DIRECTIONS>
[1] What drawbacks does the review of the TVS Apache RTR 180 ABS mention?
[2] Quote the motorcycle review word for word, beginning at the words "The TVS Apache RTR 180 ABS" and stopping after "been waiting for?".

PASSAGE FOR REVIEW>
▬▬▬▬▬▬▬▬▬▬
The TVS Apache RTR 180 ABS has proven itself a worthy contender for our attention and consideration. Sure there are slight drawbacks, such as ergonomics for the generously proportioned or the vibes, but the positives we see in this motorcycle from TVS would rather have us oversee them. It rides well, handles confidently, is quite efficient and has a feel that most riders can connect with. Not to forget, its got your back under tricky conditions with that ABS and you don’t need a better reason than this to get yourself one. Its a shame this motorcycle hasn’t sold in huge numbers, because it definitely deserves to. The TVS Apache RTR 180 remains one of the more underappreciated motorcycles in the market today. Now if only TVS could better this one. Where’s the RTR 250 we’ve all been waiting for?
▬▬▬▬▬▬▬▬▬▬
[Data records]
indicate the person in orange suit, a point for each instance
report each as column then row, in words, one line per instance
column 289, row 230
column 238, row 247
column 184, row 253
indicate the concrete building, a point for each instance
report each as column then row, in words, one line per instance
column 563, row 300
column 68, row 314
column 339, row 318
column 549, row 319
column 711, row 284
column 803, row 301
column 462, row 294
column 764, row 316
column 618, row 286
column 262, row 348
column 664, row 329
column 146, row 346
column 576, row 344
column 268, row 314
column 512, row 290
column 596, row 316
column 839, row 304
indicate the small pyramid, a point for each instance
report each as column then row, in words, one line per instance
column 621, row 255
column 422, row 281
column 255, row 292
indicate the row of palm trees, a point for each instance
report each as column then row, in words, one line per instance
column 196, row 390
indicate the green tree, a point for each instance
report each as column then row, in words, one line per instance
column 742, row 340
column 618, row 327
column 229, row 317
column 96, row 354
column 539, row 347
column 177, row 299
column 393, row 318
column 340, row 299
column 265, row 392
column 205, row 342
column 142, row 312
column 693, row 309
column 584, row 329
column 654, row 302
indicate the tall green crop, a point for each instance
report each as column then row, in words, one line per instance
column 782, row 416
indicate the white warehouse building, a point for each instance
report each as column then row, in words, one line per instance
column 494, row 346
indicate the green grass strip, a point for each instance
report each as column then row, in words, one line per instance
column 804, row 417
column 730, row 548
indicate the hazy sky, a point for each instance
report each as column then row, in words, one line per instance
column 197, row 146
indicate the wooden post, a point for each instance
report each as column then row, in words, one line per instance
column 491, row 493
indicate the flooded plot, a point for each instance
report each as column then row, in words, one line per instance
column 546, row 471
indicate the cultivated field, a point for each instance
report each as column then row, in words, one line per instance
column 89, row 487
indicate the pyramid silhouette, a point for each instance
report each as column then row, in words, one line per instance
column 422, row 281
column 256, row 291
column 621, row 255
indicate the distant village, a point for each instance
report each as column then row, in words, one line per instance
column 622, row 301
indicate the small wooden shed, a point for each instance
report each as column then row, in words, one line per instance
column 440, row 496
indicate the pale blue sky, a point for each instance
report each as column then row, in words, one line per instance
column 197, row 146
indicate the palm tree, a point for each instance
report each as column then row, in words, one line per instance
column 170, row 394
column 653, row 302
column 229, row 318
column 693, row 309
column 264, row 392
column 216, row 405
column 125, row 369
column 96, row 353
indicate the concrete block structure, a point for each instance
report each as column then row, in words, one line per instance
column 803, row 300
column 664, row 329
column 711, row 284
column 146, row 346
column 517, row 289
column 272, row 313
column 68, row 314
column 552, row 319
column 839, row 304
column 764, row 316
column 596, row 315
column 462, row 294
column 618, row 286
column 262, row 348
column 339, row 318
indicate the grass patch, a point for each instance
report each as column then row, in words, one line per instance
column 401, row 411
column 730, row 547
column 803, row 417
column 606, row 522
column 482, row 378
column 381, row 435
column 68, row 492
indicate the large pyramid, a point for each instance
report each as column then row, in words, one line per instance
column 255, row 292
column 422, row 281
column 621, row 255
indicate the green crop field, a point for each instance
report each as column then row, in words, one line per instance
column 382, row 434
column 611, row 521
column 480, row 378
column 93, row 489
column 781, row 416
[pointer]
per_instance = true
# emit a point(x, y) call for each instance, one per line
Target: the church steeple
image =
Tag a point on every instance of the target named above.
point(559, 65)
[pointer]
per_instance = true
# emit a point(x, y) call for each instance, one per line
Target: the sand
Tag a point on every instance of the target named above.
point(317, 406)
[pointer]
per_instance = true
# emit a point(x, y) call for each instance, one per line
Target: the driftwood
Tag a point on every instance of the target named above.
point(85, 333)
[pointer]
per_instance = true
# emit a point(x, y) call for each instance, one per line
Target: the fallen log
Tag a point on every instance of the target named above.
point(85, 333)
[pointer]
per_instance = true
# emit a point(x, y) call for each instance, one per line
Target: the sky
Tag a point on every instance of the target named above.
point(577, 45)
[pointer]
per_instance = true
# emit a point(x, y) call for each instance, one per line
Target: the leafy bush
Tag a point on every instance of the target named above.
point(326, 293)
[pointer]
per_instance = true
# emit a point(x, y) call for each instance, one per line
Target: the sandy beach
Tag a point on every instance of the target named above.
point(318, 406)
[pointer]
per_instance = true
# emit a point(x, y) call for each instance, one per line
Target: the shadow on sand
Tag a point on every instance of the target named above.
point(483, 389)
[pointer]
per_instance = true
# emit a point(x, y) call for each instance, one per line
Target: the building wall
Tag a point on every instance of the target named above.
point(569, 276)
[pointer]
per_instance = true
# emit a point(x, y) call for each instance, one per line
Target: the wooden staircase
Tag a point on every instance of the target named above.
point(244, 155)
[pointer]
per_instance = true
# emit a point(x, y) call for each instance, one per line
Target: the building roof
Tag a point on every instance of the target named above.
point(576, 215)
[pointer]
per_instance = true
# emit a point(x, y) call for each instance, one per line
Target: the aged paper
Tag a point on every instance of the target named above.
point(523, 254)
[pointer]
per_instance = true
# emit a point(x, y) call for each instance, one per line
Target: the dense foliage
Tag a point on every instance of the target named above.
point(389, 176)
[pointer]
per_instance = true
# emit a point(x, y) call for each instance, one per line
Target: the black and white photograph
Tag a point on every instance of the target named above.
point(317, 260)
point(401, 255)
▬▬▬▬▬▬▬▬▬▬
RESPONSE LIST>
[1] Ergonomics for the generously proportioned and the vibes.

[2]
The TVS Apache RTR 180 ABS has proven itself a worthy contender for our attention and consideration. Sure there are slight drawbacks, such as ergonomics for the generously proportioned or the vibes, but the positives we see in this motorcycle from TVS would rather have us oversee them. It rides well, handles confidently, is quite efficient and has a feel that most riders can connect with. Not to forget, its got your back under tricky conditions with that ABS and you don’t need a better reason than this to get yourself one. Its a shame this motorcycle hasn’t sold in huge numbers, because it definitely deserves to. The TVS Apache RTR 180 remains one of the more underappreciated motorcycles in the market today. Now if only TVS could better this one. Where’s the RTR 250 we’ve all been waiting for?